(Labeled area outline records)

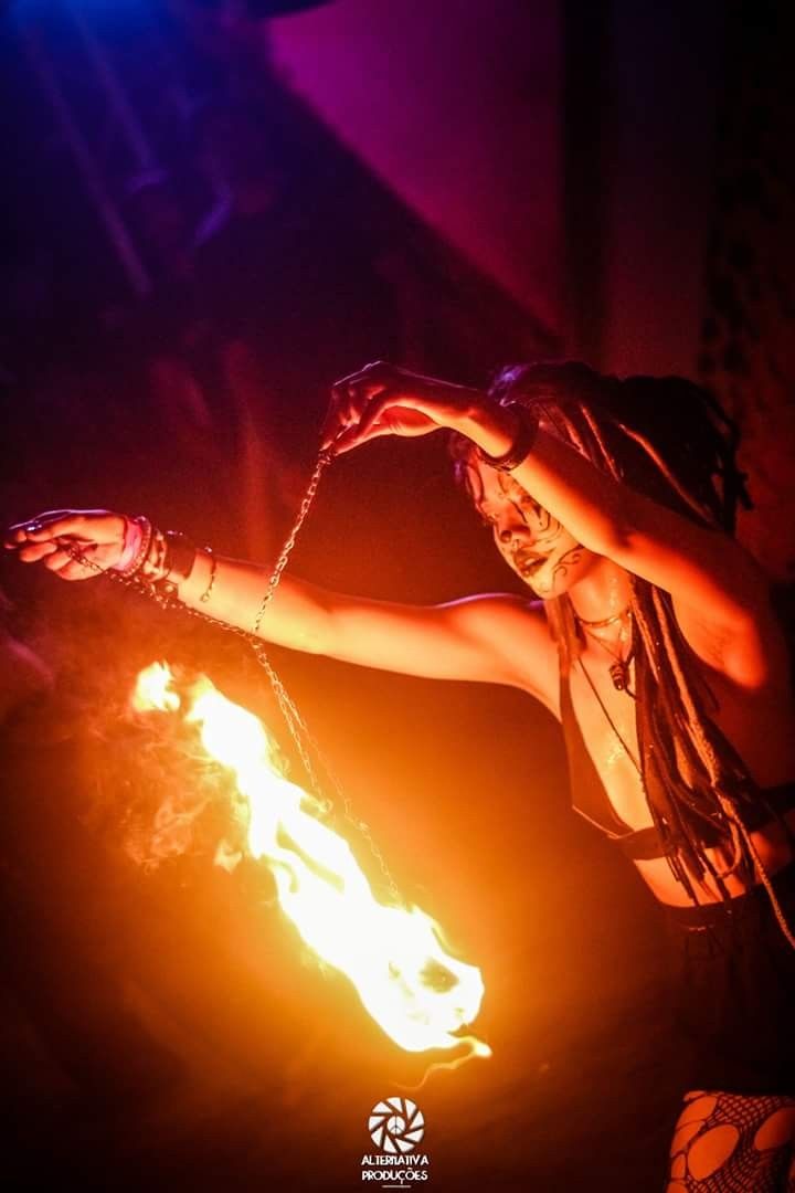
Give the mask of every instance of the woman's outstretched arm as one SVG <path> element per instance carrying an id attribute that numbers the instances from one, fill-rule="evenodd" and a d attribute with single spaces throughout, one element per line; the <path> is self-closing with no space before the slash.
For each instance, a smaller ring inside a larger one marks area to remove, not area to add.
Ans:
<path id="1" fill-rule="evenodd" d="M 6 546 L 64 580 L 86 580 L 123 557 L 129 519 L 110 511 L 56 511 L 12 526 Z M 74 558 L 77 551 L 94 567 Z M 517 596 L 484 594 L 443 605 L 350 596 L 284 574 L 260 618 L 271 569 L 199 550 L 176 595 L 190 608 L 278 645 L 431 679 L 508 684 L 554 701 L 557 656 L 546 618 Z M 203 598 L 205 598 L 203 600 Z"/>

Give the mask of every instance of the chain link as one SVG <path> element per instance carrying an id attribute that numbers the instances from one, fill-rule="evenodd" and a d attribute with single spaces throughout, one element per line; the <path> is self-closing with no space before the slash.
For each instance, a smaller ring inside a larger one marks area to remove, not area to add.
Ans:
<path id="1" fill-rule="evenodd" d="M 262 601 L 260 602 L 260 607 L 256 612 L 256 617 L 254 619 L 254 626 L 251 630 L 244 630 L 237 625 L 229 625 L 228 622 L 222 622 L 219 618 L 213 617 L 211 613 L 204 612 L 204 610 L 190 608 L 187 605 L 184 605 L 179 599 L 159 593 L 150 585 L 142 582 L 136 576 L 124 576 L 122 575 L 122 573 L 113 571 L 111 568 L 103 568 L 100 567 L 100 564 L 95 563 L 87 555 L 83 555 L 83 552 L 79 548 L 74 546 L 70 543 L 62 542 L 61 546 L 62 550 L 64 550 L 67 555 L 69 555 L 70 558 L 74 560 L 75 563 L 80 563 L 82 567 L 88 568 L 97 575 L 105 576 L 106 579 L 112 580 L 114 583 L 122 585 L 122 587 L 124 588 L 131 588 L 135 592 L 148 596 L 150 600 L 154 600 L 156 605 L 160 605 L 161 608 L 180 610 L 180 612 L 187 613 L 190 617 L 194 617 L 199 622 L 213 625 L 221 630 L 224 630 L 226 633 L 232 633 L 236 637 L 242 638 L 243 642 L 248 643 L 248 645 L 251 648 L 251 653 L 254 654 L 254 657 L 256 659 L 257 663 L 268 676 L 271 687 L 279 705 L 279 710 L 285 721 L 285 724 L 287 725 L 290 736 L 292 737 L 293 744 L 296 747 L 296 752 L 298 754 L 298 758 L 300 759 L 300 764 L 310 781 L 312 792 L 318 802 L 321 811 L 328 815 L 334 809 L 334 801 L 329 799 L 323 789 L 323 784 L 321 783 L 317 775 L 317 771 L 315 768 L 315 764 L 312 762 L 312 754 L 319 761 L 328 783 L 333 786 L 335 795 L 342 803 L 344 818 L 348 821 L 349 824 L 352 824 L 356 829 L 359 835 L 367 842 L 367 846 L 373 858 L 375 859 L 375 861 L 380 867 L 381 874 L 384 876 L 384 880 L 386 883 L 386 886 L 389 888 L 390 895 L 397 903 L 399 903 L 400 894 L 397 889 L 395 879 L 392 878 L 392 874 L 390 873 L 389 866 L 386 865 L 386 859 L 384 858 L 384 854 L 381 853 L 381 851 L 379 849 L 378 845 L 373 839 L 369 824 L 367 824 L 366 821 L 360 820 L 354 814 L 349 797 L 343 792 L 336 775 L 334 774 L 330 765 L 328 764 L 325 756 L 323 755 L 323 752 L 317 744 L 317 741 L 309 731 L 306 722 L 302 717 L 294 700 L 287 692 L 287 688 L 285 687 L 280 675 L 278 674 L 273 663 L 271 662 L 265 644 L 259 636 L 262 618 L 265 617 L 266 610 L 271 604 L 271 601 L 273 600 L 273 595 L 277 588 L 279 587 L 281 574 L 284 573 L 287 565 L 290 555 L 296 545 L 296 539 L 298 538 L 300 528 L 304 525 L 306 515 L 309 514 L 309 511 L 312 506 L 323 472 L 325 471 L 325 469 L 328 468 L 328 465 L 331 463 L 334 457 L 331 456 L 330 452 L 321 452 L 317 457 L 317 463 L 315 464 L 315 469 L 306 487 L 306 492 L 298 508 L 298 514 L 296 515 L 292 530 L 287 536 L 287 539 L 281 549 L 281 552 L 279 554 L 279 557 L 274 564 L 273 571 L 271 573 L 271 577 L 268 579 L 267 588 L 265 591 L 265 595 L 262 596 Z"/>

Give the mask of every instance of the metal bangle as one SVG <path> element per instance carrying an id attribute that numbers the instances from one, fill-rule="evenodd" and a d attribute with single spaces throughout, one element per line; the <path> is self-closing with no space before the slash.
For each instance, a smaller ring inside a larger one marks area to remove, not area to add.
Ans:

Task:
Could you retype all of the records above word for word, leaving out the pictures?

Expected output:
Give the mask of every instance of the woman's outstretched arm as one SVG <path> element per instance carrying an id attribute that numbers the instances from one, fill-rule="evenodd" and a d attribute with single spaces throughout, one element per line; the <path> is self-closing with no space before the slash.
For each instance, a smaller ring inside a larger one marks area to remove, not area to add.
Ans:
<path id="1" fill-rule="evenodd" d="M 6 546 L 64 580 L 86 580 L 123 557 L 129 519 L 110 511 L 56 511 L 12 526 Z M 74 558 L 77 551 L 94 567 Z M 517 596 L 484 594 L 443 605 L 350 596 L 284 574 L 260 618 L 271 569 L 199 550 L 176 595 L 190 608 L 278 645 L 431 679 L 508 684 L 554 701 L 557 656 L 546 618 Z M 203 598 L 205 598 L 203 600 Z"/>

Give the mask of every instance of the chain link as one SVG <path> element per instance carrying an id attribute that numbers the instances from one, fill-rule="evenodd" and a d attribute with single spaces throughout, one element per line; the <path> is self-closing with no space before the slash.
For each instance, a smaller ring inside a larger one marks area to remove, not area to add.
Ans:
<path id="1" fill-rule="evenodd" d="M 262 601 L 260 602 L 260 607 L 256 612 L 256 617 L 254 619 L 254 626 L 251 630 L 244 630 L 237 625 L 229 625 L 228 622 L 222 622 L 219 618 L 213 617 L 211 613 L 204 612 L 204 610 L 190 608 L 187 605 L 184 605 L 179 599 L 159 593 L 150 585 L 142 582 L 136 576 L 124 576 L 122 575 L 122 573 L 113 571 L 111 568 L 103 568 L 100 567 L 100 564 L 95 563 L 87 555 L 83 555 L 83 552 L 79 548 L 74 546 L 70 543 L 62 542 L 61 546 L 62 550 L 64 550 L 67 555 L 69 555 L 70 558 L 74 560 L 75 563 L 80 563 L 82 567 L 88 568 L 97 575 L 105 576 L 106 579 L 112 580 L 114 583 L 122 585 L 122 587 L 124 588 L 131 588 L 135 592 L 148 596 L 150 600 L 154 600 L 156 605 L 160 605 L 161 608 L 180 610 L 180 612 L 187 613 L 190 617 L 194 617 L 199 622 L 213 625 L 221 630 L 224 630 L 226 633 L 232 633 L 236 637 L 242 638 L 243 642 L 248 643 L 248 645 L 251 648 L 251 653 L 254 654 L 254 657 L 256 659 L 257 663 L 268 676 L 271 687 L 279 705 L 279 710 L 285 721 L 285 724 L 287 725 L 290 736 L 292 737 L 293 744 L 296 747 L 296 752 L 298 754 L 298 758 L 300 759 L 300 764 L 310 781 L 312 792 L 318 802 L 321 811 L 328 815 L 334 809 L 334 801 L 329 799 L 323 789 L 323 784 L 321 783 L 317 775 L 317 771 L 315 768 L 315 764 L 312 762 L 312 754 L 319 761 L 328 783 L 333 786 L 335 795 L 342 803 L 344 818 L 348 821 L 349 824 L 352 824 L 356 829 L 359 835 L 367 842 L 367 846 L 373 858 L 375 859 L 375 861 L 380 867 L 381 874 L 384 876 L 384 880 L 386 883 L 386 886 L 389 888 L 390 895 L 397 903 L 399 903 L 400 894 L 397 889 L 395 879 L 392 878 L 392 874 L 390 873 L 389 866 L 386 865 L 386 859 L 384 858 L 384 854 L 381 853 L 381 851 L 379 849 L 378 845 L 373 839 L 369 824 L 367 824 L 366 821 L 360 820 L 354 814 L 349 797 L 343 792 L 336 775 L 334 774 L 330 765 L 328 764 L 325 756 L 323 755 L 323 752 L 317 744 L 317 741 L 309 731 L 306 722 L 302 717 L 294 700 L 287 692 L 287 688 L 285 687 L 280 675 L 278 674 L 273 663 L 271 662 L 265 644 L 259 636 L 262 618 L 265 617 L 266 610 L 271 604 L 271 601 L 273 600 L 273 595 L 277 588 L 279 587 L 281 574 L 284 573 L 287 565 L 290 555 L 296 545 L 296 539 L 298 538 L 300 528 L 304 525 L 306 515 L 309 514 L 309 511 L 312 506 L 323 472 L 325 471 L 325 469 L 328 468 L 328 465 L 331 463 L 334 457 L 331 456 L 330 452 L 321 452 L 317 457 L 317 463 L 315 464 L 315 469 L 306 487 L 306 492 L 298 508 L 298 514 L 296 515 L 292 530 L 287 536 L 287 539 L 281 549 L 281 552 L 279 554 L 279 557 L 274 564 L 273 571 L 271 573 L 271 577 L 268 579 L 267 588 L 265 591 L 265 595 L 262 596 Z"/>

Give the mask of every instance of the metal bangle as one SVG <path> element per instance carrying an id attribute that numbers the instances from one, fill-rule="evenodd" and a d attribute with single spaces throughout, one element per line; the <path> is self-closing with no space before the slash.
For each instance, a smaller ring inside a larger one marks area to remove, not area to add.
Ans:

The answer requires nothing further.